EXERCISE DIRECTIONS -
In the article on drilled shaft inspection, recast the paragraph that begins "When it is not feasible to enter the excavation" as a brief list that keeps its main facts.

ARTICLE -
-- start --

The verification of the shaft cleanliness and end-bearing capacity is common practice in the industry. Visual inspection is a widely accepted method for verifying excavation cleanliness and base conformity (Fig. 8). As is illustrated by the map, most states in the US and some of the Provinces of Canada use some type of visual verification during the drilling of a shaft/pile.

8 Reported application of visual shaft inspection throughout North America

For dry shafts, visual inspections are the most common way of inspecting a bored pile/drilled shaft for cleanliness of the bottom. For non-end-bearing piles/shafts, on the West Coast of North America, visual inspection is typically performed from the ground surface using a mirror to direct sunlight into the bottom of the shaft to allow the inspector position at the shaft top to examine the cleanliness of the shaft. If a shaft is designed for end-bearing, a more stringent visual inspection may be required. On the East Coast of North America, where most bored piles/drilled shafts are designed for end-bearing, the bottom of the shaft is often directly observed requiring a downhole entry for the inspection, hand cleaning as required and even coring at the bottom of the pile/shaft to verify the bottom material.

When it is not feasible to enter the excavation for inspection, or when the drilled shaft/bored pile is constructed under slurry displacement methods, visual inspections have to be replaced with other approaches. The conventional practice involves sounding the excavation bottom with a heavy weighted tape. In some cases, the SID or Miniature Drilled Shaft Inspection Device (Mini-SID, see Fig. 9) or a downhole camera can be used to provide a video of the bottom conditions. The SID or mini-SID consists of a bell with a camera and a lighted system with a measuring probe which permits inspection of the bottom of the excavation and verification/measurement of the amount of loose sediment. The contract specifications typically provide criteria such as the maximum amount of sediment allowed over a particular area along with an average depth.

-- end --

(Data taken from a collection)
-- start --

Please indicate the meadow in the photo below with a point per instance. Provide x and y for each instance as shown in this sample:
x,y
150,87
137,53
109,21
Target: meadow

-- end --

EXERCISE RESULT -
- Other approaches must replace visual inspection when entering the excavation is not feasible or when the drilled shaft/bored pile is built using slurry displacement methods.
- The conventional practice is to sound the excavation bottom with a heavy weighted tape.
- In some cases, the SID, the Mini-SID, or a downhole camera provides a video of the bottom conditions.
- The SID or Mini-SID is a bell with a camera, a lighted system, and a measuring probe. It allows inspection of the excavation bottom and verification or measurement of the amount of loose sediment.
- Contract specifications typically set criteria such as the maximum sediment allowed over a particular area, along with an average depth.